*Testo estratto*:
Dalla leggenda alla fine della monarchia

Le origini di Roma sono avvolte nella leggenda.

Come molti altri popoli dell’antichità anche i Romani elaborarono dei miti per spiegare le origini della propria città.

La leggenda più accreditata sulla sua origine è quella nella quale Enea abbandonata, insieme ad altri cittadini, la città di Troia, conquistata e incendiata dai Greci, fugge, verso Ovest in compagnia del vecchio padre Anchise e del figlioletto Ascanio, con la protezione della madre, la dea Venere.

 

L’arrivo di Enea nel Lazio 

Come si racconta nel poema epico dell’Eneide, scritto dal poeta Publio Virgilio Marone (tra il 29 e il 19 a.C.), dopo un viaggio per mare lungo e pericoloso, Enea e gli altri esuli troiani approdano nel territorio di Laurentum (l’attuale zona di Castel Porziano), dove vengono subito accolti con benevolenza dal re del luogo, il cui nome è Latino.

Secondo quanto riportato nell’Eneide, Latino è subito favorevole ad Enea in quanto una profezia gli aveva preannunciato che l’unione di uno straniero con sua figlia Lavinia avrebbe generato una stirpe erica e gloriosa. Per questo motivo il re aveva aspettato a concedere sua figlia al giovane re dei Rutuli, Turno, che l’aveva chiesta in sposa.

Riguardo i dettagli dell’incontro, lo storico Tito Livio nella sua opera Ab Urbe Condita libri (I,1)  fornisce due versioni di come dovrebbero essere andate le cose:

  • La prima è che trascorso poco tempo da quando erano sbarcati, i troiani si trovarono di fronte il re: Latino, pronto a dare battaglia con il suo esercito. Ad ogni modo Latino perse lo scontro e fu costretto a stringere con Enea un trattato.

 

  • Una seconda versione, e che prima che fosse dato il segnale di inizio della battaglia, il re Latino invitò il comandante degli stranieri (Enea) ad un colloquio. Venuto a conoscenza della loro storia e pieno di ammirazione per avere di fronte a sé Enea figlio di Anchise e della dea Venere, gli tese la mano affinché si impegnassero in un trattato di alleanza.

Latino aggiunse anche un patto privato oltre che a quello pubblico, promettendo in moglie ad Enea sua figlia Lavinia.

Enea insieme agli altri esuli troiani, avuti poi dei terreni da Latino, cominciarono la fondazione della città di Lavinium (l’attuale Lavinio, presso la zona di Pratica di Mare). Il nome è in onore di Lavinia.

*Compito assegnato A*:
Secondo il testo sulle origini di Roma, in quale territorio approdano Enea e gli altri esuli troiani?

[Estratti dei dati sulle regioni etichettate]
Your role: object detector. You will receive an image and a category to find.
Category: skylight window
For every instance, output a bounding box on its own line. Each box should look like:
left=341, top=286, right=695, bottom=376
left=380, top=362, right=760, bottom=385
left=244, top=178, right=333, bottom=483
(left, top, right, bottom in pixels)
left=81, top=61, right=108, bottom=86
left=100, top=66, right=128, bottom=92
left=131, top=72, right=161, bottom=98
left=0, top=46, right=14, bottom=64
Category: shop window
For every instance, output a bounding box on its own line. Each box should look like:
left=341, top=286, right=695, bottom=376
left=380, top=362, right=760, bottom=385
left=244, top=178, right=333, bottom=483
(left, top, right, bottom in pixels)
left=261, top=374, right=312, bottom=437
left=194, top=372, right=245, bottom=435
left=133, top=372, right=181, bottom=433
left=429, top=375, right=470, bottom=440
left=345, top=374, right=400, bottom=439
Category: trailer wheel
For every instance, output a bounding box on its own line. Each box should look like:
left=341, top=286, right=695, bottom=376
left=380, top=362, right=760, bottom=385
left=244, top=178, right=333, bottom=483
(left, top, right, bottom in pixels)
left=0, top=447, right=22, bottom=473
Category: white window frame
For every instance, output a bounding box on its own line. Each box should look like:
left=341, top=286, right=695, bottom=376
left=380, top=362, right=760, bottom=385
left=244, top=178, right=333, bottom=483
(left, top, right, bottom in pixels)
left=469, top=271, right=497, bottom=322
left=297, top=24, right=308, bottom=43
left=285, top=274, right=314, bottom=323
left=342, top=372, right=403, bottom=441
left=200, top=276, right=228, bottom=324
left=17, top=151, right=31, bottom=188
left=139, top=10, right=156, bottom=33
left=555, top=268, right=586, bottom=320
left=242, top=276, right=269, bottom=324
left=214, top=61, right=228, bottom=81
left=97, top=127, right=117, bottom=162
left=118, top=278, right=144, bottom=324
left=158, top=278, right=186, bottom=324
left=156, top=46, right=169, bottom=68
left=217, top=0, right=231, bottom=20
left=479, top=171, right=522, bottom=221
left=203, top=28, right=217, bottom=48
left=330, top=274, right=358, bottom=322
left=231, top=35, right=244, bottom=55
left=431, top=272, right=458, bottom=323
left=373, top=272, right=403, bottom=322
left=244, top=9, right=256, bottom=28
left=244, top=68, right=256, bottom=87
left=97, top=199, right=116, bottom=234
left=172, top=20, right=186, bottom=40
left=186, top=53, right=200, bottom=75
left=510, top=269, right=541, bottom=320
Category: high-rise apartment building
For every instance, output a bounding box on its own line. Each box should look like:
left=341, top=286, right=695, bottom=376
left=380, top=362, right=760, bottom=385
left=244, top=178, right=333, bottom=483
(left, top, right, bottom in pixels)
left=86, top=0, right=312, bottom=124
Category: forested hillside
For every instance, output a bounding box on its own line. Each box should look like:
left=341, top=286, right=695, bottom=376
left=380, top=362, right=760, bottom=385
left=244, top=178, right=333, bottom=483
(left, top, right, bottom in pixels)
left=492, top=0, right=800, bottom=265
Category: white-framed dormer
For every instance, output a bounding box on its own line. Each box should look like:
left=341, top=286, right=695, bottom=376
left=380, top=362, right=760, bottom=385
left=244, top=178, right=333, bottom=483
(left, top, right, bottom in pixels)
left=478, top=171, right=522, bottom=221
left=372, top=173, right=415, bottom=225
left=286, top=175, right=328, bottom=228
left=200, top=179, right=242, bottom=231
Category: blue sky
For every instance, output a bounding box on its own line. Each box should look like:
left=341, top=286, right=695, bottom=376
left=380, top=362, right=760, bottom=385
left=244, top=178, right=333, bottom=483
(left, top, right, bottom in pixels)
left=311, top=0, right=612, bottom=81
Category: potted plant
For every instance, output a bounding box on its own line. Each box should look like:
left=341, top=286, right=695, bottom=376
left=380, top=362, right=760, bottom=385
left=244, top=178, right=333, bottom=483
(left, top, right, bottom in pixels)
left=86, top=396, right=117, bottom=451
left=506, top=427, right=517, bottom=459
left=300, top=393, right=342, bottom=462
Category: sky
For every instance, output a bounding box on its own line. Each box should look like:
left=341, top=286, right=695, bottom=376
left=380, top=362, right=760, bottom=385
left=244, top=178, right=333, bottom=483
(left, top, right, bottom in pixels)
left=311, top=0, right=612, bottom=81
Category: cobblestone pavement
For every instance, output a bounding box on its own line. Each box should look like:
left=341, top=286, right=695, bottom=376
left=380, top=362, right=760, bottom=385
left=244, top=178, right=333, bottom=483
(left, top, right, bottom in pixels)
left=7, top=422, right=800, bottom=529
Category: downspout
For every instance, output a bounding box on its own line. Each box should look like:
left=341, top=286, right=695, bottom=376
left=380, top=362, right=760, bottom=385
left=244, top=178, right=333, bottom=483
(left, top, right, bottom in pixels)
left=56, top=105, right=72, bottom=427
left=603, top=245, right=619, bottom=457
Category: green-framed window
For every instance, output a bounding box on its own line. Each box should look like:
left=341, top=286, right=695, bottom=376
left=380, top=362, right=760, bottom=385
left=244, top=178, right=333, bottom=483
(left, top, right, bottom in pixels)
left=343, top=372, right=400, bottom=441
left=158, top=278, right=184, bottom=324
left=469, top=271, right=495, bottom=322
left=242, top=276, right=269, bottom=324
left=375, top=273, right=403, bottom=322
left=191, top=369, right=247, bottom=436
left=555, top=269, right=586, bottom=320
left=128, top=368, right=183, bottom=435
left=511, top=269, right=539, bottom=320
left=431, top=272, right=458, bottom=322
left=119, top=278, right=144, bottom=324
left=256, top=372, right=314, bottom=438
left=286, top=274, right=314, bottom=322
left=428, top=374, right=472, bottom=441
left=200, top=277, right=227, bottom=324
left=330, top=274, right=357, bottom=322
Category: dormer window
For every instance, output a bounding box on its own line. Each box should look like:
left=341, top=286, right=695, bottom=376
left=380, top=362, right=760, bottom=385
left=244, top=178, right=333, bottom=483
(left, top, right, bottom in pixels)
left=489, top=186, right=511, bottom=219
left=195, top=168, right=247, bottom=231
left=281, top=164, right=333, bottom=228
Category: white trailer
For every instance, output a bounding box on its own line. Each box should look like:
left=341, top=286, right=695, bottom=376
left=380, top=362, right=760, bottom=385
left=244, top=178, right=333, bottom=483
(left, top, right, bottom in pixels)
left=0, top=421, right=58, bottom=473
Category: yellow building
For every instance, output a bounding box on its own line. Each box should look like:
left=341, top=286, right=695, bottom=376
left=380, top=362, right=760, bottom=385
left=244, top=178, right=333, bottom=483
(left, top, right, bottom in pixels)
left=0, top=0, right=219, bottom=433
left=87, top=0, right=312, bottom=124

*Compito assegnato B*:
Estrai dalle voci, riportandole identiche, le righe che partono da quella che contiene "Category: downspout" e si fermano dopo quella che contiene "left=603, top=245, right=619, bottom=457".

*Risultato finale A*:
Nel territorio di Laurentum, l'attuale zona di Castel Porziano.

*Risultato finale B*:
Category: downspout
For every instance, output a bounding box on its own line. Each box should look like:
left=341, top=286, right=695, bottom=376
left=380, top=362, right=760, bottom=385
left=244, top=178, right=333, bottom=483
(left, top, right, bottom in pixels)
left=56, top=105, right=72, bottom=427
left=603, top=245, right=619, bottom=457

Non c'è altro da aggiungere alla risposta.